BLOC DE TEXTE —
»»

En matière de sécurité, la secrétaire d’État Hillary Clinton est venue personnellement en mars 2010 appuyer le nouveau président Porfirio Lobo et proposer le large financement d’un plan de rétablissement de la sécurité. Mais la violence augmente, au même rythme d’ailleurs que les attaques contre les défenseurs des droits de l’homme et les activistes politiques.
En matière de narcotrafic, c’est aussi l’inflation. Depuis l’intervention contre le président Zelaya, les Américains ont réussi à transformer ce petit pays d’Amérique centrale où l’on venait tout juste consommer des stupéfiants sur l’île caraïbe de Roatan, en pays de narcotrafiquants :
- Le fils du président Porfirio Lobo (2010–2014) élu après la destitution de Zelaya a été arrêté pour trafic de drogue.
- Le frère du président actuel Juan Orlando Hernandez (élu en 2014 et encore en fonction) est reconnu coupable de trafic de drogue en 2019. On apprendra au cours de son procès que son frère, le président en exerce, aurait empoché un million de dollars des cartels mexicains.
- Juan Orlando Hernandez est d’ailleurs le principal suspect d’une enquête menée par un tribunal de New York : il aurait protégé le narcotrafiquant Geovanny Ramirez en échange de dessous de table.

««

[Entrées du jeu de données]

»»

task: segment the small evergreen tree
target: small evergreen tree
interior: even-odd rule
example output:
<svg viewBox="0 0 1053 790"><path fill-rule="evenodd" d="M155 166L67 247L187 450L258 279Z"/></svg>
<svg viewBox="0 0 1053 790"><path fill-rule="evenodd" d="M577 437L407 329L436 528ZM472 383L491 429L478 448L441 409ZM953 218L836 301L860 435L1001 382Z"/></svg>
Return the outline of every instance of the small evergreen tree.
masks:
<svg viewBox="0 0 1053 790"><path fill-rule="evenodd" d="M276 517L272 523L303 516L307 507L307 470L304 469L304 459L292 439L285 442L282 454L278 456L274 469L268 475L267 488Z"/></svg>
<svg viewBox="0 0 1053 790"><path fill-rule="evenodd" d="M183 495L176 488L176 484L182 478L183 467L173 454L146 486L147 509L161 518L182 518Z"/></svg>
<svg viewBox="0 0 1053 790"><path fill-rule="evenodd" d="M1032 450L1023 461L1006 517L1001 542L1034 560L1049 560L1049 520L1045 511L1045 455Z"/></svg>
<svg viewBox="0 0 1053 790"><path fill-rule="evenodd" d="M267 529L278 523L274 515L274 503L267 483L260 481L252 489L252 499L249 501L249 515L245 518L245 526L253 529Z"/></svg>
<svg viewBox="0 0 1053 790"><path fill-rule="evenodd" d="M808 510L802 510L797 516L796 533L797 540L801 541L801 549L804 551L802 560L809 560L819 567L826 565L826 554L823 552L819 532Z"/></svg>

««

SÉRIE D'EXERCICES —
1. Extrayez du bloc de texte le passage qui débute aux mots « En matière de sécurité, la » et prend fin après les mots « les activistes politiques. ».
2. Selon le bloc de texte, en quelle année le frère du président Juan Orlando Hernandez a-t-il été reconnu coupable de trafic de drogue ?

RÉSULTATS DES EXERCICES —
1.
En matière de sécurité, la secrétaire d’État Hillary Clinton est venue personnellement en mars 2010 appuyer le nouveau président Porfirio Lobo et proposer le large financement d’un plan de rétablissement de la sécurité. Mais la violence augmente, au même rythme d’ailleurs que les attaques contre les défenseurs des droits de l’homme et les activistes politiques.

2. En 2019.